--- begin Selection ---

This is not a zero-sum game, but it is reshaping the underlying asset structure of the crypto industry. Capital flows, protocol design, institutional strategies, and regulatory frameworks are all being rearranged around the core variable of “on-chain yields.” As of May 14, 2026, the tokenized U.S. Treasury market size has surpassed $15.35 billion, with the overall RWA market value climbing to approximately $30.9 billion—a 203% year-over-year increase, with about 44% growth since the start of the year. Meanwhile, in April, DeFi lending protocols experienced large-scale fund withdrawals and sharp interest rate volatility, with the yield curves of these two markets converging historically.
Structural Explosion of On-Chain Yield Assets
In the first half of 2026, the tokenized U.S. Treasury market transitioned from “steady growth” to “accelerated breakthrough.” According to RWA.xyz data, the market size hit $15.35 billion on May 13, surpassing the previous mid-April peak of $15.1 billion. The core drivers of this growth are a confluence of three factors: the Federal Reserve maintaining high policy interest rates, surging demand for low-risk yield tools in crypto markets, and traditional financial institutions accelerating the deployment of Treasury products on-chain. In April, U.S. CPI rose 3.8% year-over-year, significantly boosting market expectations of Fed rate hikes, reversing the previously widespread expectation of rate cuts, and further accelerating capital allocation to on-chain yield assets.
In terms of segments, the tokenized commodities market is about $5.5 billion, and the tokenized private credit market exceeds $4.5 billion, growing over 9 times year-over-year. RWA perpetual contracts traded $524.8 billion in Q1 2026, surpassing the total volume of all of 2025. These figures indicate that RWAs are evolving from “single sovereign bonds” to “diversified asset portfolios.”
Transmission Chain from Policy Rates to On-Chain Rates
The root of the interest rate war can be traced back to the macro policy environment of 2025 and the gradually clarified transmission chain in 2026.

--- end Selection ---

| Stated problem 1 |
According to the on-chain yields article, what size did the tokenized U.S. Treasury market reach on May 13, per RWA.xyz data?
The records below are unrelated to the on-chain yields article above.

--- begin Available data ---

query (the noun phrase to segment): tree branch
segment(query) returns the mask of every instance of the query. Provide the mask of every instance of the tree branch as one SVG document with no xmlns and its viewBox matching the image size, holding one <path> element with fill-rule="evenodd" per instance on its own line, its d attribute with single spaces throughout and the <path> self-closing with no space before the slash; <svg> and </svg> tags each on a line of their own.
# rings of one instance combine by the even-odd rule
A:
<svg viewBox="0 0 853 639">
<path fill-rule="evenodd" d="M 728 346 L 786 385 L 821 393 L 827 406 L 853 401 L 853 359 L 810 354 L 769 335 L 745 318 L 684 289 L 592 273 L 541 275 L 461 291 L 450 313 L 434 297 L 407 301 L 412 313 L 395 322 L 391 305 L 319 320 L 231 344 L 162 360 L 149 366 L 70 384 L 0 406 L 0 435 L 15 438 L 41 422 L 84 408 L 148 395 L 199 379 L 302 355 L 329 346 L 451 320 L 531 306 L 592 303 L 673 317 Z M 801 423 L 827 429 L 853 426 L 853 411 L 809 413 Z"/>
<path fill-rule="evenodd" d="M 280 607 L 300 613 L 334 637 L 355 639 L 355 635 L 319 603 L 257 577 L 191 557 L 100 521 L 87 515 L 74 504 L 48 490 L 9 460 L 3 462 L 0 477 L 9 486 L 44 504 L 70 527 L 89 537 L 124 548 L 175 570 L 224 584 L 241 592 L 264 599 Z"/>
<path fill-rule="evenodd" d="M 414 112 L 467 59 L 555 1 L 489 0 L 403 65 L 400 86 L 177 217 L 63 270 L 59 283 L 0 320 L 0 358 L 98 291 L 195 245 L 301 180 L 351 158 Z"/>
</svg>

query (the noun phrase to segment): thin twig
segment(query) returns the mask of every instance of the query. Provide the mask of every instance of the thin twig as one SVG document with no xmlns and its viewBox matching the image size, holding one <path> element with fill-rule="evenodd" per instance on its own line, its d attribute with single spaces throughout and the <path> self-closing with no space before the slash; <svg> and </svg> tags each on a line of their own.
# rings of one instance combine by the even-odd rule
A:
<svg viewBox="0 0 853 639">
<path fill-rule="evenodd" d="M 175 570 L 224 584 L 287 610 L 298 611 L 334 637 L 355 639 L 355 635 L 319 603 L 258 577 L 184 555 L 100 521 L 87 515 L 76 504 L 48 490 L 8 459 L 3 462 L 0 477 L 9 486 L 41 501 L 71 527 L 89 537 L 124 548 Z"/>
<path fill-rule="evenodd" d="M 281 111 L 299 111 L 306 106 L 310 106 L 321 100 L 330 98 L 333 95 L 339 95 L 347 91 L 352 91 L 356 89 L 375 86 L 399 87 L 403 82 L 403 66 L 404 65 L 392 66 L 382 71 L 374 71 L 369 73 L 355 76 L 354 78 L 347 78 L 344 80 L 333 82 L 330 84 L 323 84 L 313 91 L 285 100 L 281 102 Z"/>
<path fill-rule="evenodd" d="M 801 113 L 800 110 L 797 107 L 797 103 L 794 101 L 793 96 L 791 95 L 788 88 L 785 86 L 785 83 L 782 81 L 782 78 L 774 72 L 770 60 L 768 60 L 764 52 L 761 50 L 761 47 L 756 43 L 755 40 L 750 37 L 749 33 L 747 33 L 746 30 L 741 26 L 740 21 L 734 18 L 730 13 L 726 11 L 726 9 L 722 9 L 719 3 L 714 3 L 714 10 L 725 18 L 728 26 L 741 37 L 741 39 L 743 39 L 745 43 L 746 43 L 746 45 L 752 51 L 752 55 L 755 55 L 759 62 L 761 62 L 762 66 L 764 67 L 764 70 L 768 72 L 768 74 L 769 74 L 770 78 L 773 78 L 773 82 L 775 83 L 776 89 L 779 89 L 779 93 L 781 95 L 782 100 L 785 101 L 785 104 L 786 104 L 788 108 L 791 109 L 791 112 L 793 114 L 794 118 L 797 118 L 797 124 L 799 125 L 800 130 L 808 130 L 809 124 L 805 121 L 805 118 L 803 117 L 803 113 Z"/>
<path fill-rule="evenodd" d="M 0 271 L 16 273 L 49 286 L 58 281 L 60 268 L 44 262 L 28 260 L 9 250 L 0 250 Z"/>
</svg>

--- end Available data ---

| Stated problem 2 |
In the records, begin at the line that has "query (the noun phrase to segment): thin twig" and stop after the final line of the records, reproducing every line in that span and nothing else. Scale every number in the SVG answers (viewBox dimensions and path coordinates) by 0.95, rounding to whole numbers with halves going up.

| Exercise response 1 |
$15.35 billion.

| Exercise response 2 |
query (the noun phrase to segment): thin twig
segment(query) returns the mask of every instance of the query. Provide the mask of every instance of the thin twig as one SVG document with no xmlns and its viewBox matching the image size, holding one <path> element with fill-rule="evenodd" per instance on its own line, its d attribute with single spaces throughout and the <path> self-closing with no space before the slash; <svg> and </svg> tags each on a line of their own.
# rings of one instance combine by the even-odd rule
A:
<svg viewBox="0 0 810 607">
<path fill-rule="evenodd" d="M 166 542 L 213 555 L 273 580 L 283 580 L 317 605 L 337 607 L 337 603 L 303 573 L 245 548 L 175 527 L 95 495 L 83 489 L 72 479 L 46 466 L 8 436 L 3 439 L 0 453 L 9 462 L 39 476 L 67 501 L 85 510 L 118 521 Z"/>
<path fill-rule="evenodd" d="M 267 105 L 284 105 L 291 101 L 295 101 L 305 95 L 314 93 L 316 90 L 322 90 L 330 86 L 334 86 L 338 85 L 356 82 L 379 83 L 383 78 L 383 63 L 384 62 L 372 63 L 363 67 L 355 67 L 351 69 L 337 72 L 336 74 L 330 74 L 327 76 L 316 78 L 314 80 L 307 80 L 297 86 L 271 95 L 267 97 Z"/>
<path fill-rule="evenodd" d="M 761 107 L 760 105 L 757 102 L 757 98 L 754 96 L 753 91 L 751 90 L 749 84 L 746 82 L 746 79 L 743 77 L 743 74 L 735 68 L 732 57 L 730 57 L 726 49 L 723 48 L 723 45 L 718 41 L 717 38 L 713 35 L 712 31 L 710 31 L 709 29 L 704 25 L 703 20 L 697 17 L 694 12 L 690 10 L 690 9 L 686 9 L 683 3 L 678 3 L 678 10 L 689 17 L 692 25 L 704 35 L 704 37 L 706 37 L 708 41 L 709 41 L 709 43 L 714 48 L 714 52 L 717 52 L 721 59 L 723 59 L 724 63 L 726 64 L 726 67 L 730 68 L 730 70 L 731 70 L 732 74 L 734 74 L 734 78 L 736 79 L 737 85 L 740 85 L 740 88 L 742 90 L 743 95 L 746 96 L 746 99 L 747 99 L 749 103 L 751 104 L 751 106 L 753 108 L 754 112 L 757 112 L 757 118 L 759 119 L 760 124 L 768 124 L 769 118 L 765 115 L 765 112 L 763 111 L 763 107 Z"/>
<path fill-rule="evenodd" d="M 0 257 L 15 259 L 47 272 L 55 267 L 57 255 L 42 249 L 27 247 L 9 238 L 0 238 Z"/>
</svg>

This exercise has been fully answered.